▶ **Task directions**:
Reproduce the listing below, substituting "Needed" for every "Wanted" and leaving everything else unchanged. Omit the pictures from your answer.
═════ Dataset
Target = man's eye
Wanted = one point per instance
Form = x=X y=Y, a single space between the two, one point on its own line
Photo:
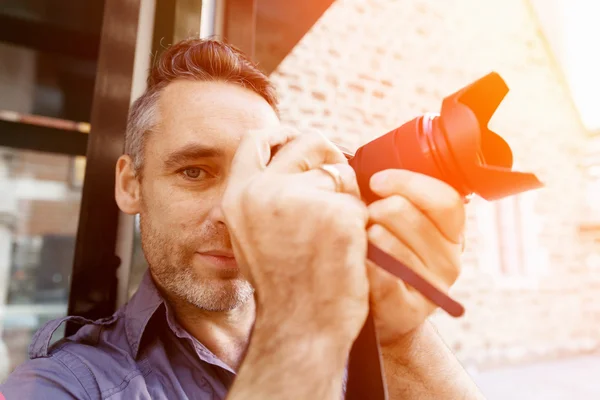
x=193 y=173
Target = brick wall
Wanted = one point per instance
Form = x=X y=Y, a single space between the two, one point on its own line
x=367 y=66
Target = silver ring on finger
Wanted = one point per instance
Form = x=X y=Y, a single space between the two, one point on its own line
x=335 y=175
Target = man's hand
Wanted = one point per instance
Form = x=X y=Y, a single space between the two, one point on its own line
x=420 y=222
x=302 y=244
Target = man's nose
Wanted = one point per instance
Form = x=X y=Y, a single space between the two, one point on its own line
x=216 y=212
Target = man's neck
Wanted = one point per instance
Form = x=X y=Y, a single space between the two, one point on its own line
x=225 y=334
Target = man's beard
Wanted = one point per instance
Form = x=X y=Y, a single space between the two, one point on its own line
x=172 y=269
══════════
▶ **Answer to the problem**:
Target = man's eye
Needed = one point per instance
Form = x=X y=Y, a single space between the two, one point on its own line
Photo:
x=193 y=173
Target = brick wall
Needed = one point per instance
Form = x=X y=Y, a single space between the two, one point on its own line
x=367 y=66
Target = silver ring on finger
Needed = one point per instance
Form = x=X y=Y, a single space between the two, one point on its own line
x=335 y=175
Target = man's hand
Needed = one point per instance
Form = x=X y=Y, a single space between the two, one point on its own line
x=420 y=222
x=302 y=244
Target = man's nose
Needed = one point per instance
Form = x=X y=Y, a single space between the two, one point on its own line
x=216 y=212
Target = man's neck
Needed = one point per instance
Form = x=X y=Y, a single space between the two, one point on its own line
x=225 y=334
Target = man's beard
Needed = one point per instance
Form = x=X y=Y, a single space between the two, one point on its own line
x=172 y=269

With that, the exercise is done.